→ **DATA SHOWN**
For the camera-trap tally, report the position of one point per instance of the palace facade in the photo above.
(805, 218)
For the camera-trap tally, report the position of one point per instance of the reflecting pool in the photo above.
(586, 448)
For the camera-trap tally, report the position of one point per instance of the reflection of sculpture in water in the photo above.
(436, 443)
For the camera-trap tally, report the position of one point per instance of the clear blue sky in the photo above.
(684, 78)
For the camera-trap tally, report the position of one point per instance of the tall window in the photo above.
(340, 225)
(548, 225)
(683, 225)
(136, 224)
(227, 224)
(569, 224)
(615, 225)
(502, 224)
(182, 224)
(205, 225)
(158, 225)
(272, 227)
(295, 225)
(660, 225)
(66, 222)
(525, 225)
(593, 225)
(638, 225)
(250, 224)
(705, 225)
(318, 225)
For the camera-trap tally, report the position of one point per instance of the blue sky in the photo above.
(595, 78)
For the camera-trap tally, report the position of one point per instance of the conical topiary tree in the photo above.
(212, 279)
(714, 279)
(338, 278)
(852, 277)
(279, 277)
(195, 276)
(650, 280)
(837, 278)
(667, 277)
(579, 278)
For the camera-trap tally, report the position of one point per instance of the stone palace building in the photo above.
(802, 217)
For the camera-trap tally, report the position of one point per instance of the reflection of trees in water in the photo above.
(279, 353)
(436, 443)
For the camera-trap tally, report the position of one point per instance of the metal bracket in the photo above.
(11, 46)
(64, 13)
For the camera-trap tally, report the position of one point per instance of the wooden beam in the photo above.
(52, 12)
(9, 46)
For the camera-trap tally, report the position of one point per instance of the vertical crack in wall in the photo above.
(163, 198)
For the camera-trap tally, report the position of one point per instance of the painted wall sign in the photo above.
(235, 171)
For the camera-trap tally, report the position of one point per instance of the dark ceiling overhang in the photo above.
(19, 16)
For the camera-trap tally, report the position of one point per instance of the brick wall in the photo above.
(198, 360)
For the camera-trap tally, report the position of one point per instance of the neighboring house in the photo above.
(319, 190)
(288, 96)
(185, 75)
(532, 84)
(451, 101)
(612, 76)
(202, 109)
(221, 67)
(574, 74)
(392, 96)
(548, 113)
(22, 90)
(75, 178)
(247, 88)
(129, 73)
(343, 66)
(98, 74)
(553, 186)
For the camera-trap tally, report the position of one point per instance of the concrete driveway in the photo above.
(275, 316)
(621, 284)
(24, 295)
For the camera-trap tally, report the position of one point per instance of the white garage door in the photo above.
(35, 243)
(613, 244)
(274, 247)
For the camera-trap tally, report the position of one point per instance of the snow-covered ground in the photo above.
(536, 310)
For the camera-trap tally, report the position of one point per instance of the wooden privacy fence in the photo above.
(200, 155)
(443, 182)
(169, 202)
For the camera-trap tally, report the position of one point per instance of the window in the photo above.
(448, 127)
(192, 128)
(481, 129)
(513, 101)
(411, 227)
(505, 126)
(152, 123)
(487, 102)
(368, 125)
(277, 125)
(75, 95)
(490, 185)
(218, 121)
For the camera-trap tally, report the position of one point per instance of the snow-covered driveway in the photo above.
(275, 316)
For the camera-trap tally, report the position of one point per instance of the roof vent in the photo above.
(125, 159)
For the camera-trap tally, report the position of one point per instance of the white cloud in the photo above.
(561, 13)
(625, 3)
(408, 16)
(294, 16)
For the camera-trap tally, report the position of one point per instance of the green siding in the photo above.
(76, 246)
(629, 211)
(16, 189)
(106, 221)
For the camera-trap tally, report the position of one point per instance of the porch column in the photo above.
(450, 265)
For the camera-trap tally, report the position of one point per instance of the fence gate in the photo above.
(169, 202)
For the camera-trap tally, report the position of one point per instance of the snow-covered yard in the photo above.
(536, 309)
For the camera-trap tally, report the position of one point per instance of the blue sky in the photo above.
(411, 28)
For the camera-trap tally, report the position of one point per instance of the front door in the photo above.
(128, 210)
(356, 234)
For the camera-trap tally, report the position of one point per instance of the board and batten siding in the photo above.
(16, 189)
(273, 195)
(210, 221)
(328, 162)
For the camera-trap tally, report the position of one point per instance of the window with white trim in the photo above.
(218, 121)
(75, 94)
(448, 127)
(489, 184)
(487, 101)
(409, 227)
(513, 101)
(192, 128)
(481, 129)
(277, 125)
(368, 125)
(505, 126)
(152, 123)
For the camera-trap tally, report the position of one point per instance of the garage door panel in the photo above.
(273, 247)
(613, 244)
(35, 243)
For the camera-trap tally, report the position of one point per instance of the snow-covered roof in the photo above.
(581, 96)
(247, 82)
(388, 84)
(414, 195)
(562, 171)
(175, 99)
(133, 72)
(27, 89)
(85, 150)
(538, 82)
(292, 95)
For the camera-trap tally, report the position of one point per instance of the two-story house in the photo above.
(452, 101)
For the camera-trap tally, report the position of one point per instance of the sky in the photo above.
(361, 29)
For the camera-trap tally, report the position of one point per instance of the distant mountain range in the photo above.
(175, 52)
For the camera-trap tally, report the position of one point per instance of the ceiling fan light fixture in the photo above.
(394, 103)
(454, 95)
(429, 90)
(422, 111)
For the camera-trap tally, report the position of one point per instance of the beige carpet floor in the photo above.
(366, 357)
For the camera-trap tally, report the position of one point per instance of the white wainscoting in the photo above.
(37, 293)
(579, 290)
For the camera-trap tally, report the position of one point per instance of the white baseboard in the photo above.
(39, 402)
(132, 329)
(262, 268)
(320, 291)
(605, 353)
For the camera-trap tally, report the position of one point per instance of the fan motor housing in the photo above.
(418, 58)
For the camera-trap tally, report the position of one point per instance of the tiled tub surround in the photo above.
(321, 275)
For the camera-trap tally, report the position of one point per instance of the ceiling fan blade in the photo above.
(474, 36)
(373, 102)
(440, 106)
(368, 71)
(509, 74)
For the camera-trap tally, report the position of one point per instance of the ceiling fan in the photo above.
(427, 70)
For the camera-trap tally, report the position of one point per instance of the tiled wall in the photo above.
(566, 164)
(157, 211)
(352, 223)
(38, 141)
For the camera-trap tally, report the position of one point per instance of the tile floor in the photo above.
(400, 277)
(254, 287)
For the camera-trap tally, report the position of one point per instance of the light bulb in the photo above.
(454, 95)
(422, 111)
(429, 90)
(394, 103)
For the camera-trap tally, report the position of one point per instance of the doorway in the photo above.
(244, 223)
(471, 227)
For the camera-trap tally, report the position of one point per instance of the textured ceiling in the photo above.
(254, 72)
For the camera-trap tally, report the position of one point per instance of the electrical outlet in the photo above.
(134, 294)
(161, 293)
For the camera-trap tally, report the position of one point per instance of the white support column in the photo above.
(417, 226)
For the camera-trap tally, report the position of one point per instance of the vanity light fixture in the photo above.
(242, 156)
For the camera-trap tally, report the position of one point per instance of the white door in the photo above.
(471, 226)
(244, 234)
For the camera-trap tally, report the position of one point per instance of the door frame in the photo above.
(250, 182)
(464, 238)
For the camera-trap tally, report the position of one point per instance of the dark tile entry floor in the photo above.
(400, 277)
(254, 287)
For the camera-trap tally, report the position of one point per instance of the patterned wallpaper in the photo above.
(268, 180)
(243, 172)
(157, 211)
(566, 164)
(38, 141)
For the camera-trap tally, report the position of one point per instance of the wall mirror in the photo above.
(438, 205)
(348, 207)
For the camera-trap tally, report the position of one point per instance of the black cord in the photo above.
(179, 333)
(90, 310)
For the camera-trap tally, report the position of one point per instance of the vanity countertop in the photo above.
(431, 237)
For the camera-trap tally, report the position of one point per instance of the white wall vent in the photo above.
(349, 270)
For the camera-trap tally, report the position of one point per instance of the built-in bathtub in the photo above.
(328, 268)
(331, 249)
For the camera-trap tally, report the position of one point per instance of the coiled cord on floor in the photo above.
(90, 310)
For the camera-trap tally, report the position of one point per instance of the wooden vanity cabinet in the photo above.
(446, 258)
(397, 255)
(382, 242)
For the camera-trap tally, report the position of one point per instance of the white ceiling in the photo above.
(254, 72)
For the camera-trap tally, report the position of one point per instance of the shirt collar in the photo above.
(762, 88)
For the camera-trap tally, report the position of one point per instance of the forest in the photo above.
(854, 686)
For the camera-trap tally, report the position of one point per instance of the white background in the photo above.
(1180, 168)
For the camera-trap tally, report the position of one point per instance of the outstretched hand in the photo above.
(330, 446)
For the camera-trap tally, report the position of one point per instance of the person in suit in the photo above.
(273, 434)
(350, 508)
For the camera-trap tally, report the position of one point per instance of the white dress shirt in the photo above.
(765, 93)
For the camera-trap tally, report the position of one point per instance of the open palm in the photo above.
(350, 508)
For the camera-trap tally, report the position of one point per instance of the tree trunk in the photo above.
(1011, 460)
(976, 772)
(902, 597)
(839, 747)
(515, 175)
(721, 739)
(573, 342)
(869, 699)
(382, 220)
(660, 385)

→ **PROBLEM**
Starting with the line that holds "palm in the photo above.", copy every line through the end of the data above. Reproduce them exactly, with no other material.

→ **OUTPUT BELOW**
For the camera-trap tally, report the position of one point per instance of the open palm in the photo above.
(350, 508)
For the camera-trap tally, report the position of one point per instance of the tree trunk in the photo above.
(1011, 460)
(976, 772)
(902, 597)
(839, 747)
(515, 175)
(721, 739)
(573, 342)
(869, 699)
(382, 220)
(660, 385)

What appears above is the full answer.